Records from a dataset
**********

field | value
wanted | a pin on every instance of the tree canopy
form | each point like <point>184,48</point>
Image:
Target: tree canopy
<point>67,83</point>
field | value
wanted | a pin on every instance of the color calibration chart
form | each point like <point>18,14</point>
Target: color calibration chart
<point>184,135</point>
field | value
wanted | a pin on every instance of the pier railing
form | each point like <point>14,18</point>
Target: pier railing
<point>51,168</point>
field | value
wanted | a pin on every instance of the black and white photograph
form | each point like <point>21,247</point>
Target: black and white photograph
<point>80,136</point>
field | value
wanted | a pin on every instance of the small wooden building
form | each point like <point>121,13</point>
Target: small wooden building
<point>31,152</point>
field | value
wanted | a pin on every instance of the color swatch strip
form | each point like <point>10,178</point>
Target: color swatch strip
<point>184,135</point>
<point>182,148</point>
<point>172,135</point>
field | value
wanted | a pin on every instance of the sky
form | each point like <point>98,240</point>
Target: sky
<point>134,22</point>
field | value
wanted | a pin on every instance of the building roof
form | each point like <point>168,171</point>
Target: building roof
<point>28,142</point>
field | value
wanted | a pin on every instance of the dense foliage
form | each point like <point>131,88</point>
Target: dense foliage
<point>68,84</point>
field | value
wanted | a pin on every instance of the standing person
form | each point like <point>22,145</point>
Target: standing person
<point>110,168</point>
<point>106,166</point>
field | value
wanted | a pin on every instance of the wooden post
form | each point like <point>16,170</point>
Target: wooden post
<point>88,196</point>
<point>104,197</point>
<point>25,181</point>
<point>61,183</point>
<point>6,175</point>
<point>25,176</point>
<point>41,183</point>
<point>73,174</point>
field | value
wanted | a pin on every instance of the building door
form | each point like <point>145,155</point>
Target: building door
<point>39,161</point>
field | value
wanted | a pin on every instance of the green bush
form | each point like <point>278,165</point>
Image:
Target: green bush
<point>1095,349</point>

**********

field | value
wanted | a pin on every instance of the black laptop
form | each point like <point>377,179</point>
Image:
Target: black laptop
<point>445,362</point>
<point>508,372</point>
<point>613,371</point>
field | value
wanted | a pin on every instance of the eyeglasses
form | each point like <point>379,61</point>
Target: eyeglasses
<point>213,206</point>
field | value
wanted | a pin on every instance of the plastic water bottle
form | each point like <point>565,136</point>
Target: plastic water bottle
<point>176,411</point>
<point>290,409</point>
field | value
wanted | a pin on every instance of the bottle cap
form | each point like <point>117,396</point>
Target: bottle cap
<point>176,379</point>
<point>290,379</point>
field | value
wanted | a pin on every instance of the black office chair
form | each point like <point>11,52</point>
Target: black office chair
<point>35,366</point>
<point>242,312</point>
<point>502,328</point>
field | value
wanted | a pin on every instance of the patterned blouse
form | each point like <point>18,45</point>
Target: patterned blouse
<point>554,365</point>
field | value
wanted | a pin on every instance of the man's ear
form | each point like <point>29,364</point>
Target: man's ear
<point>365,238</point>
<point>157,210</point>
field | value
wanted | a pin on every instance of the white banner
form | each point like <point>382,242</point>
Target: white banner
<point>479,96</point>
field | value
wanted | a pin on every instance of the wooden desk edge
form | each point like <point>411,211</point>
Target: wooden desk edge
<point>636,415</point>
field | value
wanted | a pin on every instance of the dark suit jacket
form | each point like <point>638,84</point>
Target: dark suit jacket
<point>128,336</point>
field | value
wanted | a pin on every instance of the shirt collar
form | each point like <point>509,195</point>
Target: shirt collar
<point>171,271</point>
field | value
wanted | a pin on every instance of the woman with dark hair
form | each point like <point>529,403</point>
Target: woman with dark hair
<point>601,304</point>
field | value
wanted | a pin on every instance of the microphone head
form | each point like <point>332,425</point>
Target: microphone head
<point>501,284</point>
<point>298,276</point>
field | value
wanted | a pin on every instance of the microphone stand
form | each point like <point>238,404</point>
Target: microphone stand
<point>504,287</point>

**********

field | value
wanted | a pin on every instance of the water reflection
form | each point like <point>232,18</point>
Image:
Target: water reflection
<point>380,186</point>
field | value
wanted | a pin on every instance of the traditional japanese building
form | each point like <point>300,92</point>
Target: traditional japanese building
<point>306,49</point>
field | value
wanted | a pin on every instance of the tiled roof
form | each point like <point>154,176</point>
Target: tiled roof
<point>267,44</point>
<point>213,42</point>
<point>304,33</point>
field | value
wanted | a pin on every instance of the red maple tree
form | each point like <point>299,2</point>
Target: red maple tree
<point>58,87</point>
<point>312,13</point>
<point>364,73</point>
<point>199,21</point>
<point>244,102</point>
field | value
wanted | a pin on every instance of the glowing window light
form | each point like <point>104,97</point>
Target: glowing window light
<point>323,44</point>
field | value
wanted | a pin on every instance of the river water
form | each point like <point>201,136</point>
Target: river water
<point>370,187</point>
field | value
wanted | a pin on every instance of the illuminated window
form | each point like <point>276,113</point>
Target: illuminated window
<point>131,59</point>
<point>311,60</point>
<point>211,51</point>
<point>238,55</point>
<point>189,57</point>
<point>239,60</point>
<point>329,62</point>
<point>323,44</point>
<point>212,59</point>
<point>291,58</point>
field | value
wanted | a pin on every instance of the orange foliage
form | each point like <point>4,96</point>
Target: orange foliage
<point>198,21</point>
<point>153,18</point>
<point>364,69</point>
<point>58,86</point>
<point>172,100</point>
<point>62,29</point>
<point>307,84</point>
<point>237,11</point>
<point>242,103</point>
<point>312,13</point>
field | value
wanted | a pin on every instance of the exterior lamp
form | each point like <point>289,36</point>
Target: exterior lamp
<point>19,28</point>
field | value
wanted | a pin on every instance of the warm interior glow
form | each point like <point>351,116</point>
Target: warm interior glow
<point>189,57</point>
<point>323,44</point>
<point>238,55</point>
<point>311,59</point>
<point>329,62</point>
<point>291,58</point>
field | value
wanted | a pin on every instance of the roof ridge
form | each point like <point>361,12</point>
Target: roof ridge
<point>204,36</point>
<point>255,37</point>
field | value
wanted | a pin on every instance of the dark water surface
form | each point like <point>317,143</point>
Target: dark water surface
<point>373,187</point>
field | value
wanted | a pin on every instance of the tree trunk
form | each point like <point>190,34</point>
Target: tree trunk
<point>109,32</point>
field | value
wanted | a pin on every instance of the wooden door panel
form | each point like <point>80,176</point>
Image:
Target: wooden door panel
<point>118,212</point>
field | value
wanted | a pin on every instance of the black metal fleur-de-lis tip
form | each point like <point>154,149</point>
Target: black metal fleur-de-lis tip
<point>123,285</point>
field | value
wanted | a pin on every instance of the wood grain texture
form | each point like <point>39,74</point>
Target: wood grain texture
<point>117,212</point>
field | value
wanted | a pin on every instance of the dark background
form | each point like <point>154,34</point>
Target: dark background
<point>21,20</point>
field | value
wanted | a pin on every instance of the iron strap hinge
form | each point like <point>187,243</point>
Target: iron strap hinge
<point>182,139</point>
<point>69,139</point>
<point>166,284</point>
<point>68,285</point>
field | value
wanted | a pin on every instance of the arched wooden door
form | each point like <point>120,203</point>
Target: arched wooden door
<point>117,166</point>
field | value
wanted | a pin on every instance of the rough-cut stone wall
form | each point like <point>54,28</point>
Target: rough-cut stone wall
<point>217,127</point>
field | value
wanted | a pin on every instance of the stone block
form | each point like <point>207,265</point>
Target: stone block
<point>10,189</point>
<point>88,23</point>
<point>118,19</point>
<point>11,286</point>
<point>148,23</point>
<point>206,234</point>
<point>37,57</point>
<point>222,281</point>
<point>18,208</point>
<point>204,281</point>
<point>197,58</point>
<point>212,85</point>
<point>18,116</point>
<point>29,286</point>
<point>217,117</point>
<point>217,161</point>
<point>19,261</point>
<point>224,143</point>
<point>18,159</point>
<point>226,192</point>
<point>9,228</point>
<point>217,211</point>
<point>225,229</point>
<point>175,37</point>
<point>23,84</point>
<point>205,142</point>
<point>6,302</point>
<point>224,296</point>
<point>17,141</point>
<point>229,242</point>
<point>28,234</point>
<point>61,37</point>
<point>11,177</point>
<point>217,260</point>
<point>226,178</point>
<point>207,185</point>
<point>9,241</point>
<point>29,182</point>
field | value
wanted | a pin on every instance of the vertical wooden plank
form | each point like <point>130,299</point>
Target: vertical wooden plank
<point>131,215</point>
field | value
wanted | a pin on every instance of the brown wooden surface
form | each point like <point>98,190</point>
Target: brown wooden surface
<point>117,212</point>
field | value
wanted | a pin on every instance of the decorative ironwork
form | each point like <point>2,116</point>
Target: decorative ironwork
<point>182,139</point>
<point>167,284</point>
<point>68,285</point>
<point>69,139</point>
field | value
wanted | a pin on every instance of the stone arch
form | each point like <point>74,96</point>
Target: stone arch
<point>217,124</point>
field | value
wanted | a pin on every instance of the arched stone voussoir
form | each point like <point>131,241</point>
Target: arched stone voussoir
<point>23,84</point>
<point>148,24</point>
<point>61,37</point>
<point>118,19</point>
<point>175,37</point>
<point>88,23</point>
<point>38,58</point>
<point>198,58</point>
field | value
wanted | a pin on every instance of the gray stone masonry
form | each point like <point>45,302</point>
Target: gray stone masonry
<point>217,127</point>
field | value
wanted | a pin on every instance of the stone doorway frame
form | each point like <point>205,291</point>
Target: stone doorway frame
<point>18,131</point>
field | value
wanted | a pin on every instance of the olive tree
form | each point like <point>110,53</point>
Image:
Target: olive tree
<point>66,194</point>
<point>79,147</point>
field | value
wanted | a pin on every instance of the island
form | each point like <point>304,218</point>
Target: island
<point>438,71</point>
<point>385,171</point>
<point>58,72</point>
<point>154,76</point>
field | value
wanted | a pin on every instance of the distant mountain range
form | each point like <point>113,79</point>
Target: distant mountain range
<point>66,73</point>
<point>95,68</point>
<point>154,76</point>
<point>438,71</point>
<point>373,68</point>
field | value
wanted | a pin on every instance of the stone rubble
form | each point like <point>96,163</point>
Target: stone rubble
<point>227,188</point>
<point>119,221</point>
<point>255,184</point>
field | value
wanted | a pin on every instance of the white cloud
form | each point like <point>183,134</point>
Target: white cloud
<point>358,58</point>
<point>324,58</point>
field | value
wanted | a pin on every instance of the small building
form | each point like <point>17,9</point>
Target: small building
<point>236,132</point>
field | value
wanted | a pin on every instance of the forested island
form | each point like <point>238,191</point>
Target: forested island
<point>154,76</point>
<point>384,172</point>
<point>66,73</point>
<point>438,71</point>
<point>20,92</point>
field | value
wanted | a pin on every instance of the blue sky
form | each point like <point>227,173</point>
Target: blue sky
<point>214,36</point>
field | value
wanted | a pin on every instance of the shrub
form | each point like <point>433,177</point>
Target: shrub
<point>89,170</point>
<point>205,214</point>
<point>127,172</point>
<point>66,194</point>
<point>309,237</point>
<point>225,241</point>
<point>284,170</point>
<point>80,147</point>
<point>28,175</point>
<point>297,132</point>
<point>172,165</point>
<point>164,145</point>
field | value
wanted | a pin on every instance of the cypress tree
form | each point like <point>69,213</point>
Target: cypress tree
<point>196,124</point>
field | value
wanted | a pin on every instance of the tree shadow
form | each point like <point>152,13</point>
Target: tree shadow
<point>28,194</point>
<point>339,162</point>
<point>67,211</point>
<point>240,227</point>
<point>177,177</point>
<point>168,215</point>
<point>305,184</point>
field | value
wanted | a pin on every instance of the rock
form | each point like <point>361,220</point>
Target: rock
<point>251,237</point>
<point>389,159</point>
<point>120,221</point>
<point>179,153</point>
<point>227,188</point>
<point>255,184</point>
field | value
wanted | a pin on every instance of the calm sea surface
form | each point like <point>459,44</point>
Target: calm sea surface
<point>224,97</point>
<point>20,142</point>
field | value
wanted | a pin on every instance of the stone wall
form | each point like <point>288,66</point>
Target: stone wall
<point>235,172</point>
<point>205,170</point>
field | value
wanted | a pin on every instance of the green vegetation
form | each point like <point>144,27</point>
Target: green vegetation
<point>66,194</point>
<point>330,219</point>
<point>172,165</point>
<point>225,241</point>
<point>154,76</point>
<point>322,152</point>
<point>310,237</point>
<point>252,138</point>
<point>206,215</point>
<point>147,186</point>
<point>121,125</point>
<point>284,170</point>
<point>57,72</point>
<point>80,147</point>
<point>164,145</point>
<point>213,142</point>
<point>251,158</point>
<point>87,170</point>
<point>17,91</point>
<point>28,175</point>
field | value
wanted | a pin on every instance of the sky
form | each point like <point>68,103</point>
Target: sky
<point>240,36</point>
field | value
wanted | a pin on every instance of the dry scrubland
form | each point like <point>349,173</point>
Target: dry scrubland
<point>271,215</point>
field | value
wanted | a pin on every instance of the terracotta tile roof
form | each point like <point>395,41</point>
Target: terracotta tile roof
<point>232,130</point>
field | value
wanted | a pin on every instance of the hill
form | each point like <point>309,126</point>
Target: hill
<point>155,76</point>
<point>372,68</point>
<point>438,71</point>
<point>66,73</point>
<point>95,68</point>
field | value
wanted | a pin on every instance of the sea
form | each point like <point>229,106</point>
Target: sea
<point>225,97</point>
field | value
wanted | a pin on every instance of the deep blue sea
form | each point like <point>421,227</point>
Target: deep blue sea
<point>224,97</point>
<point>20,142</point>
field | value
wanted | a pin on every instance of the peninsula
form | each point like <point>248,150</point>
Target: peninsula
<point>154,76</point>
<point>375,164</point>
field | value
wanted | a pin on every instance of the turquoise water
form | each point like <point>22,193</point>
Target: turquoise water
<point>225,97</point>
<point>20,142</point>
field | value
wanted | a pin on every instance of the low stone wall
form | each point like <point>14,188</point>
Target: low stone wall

**********

Pull out every line in the records above that contains the word "color", matching case exactly, and copy each one.

- _Exercise result_
wanted | a pin on every instance of the color calibration chart
Target: color calibration chart
wanted | a pin on every instance of the color swatch strip
Target: color swatch strip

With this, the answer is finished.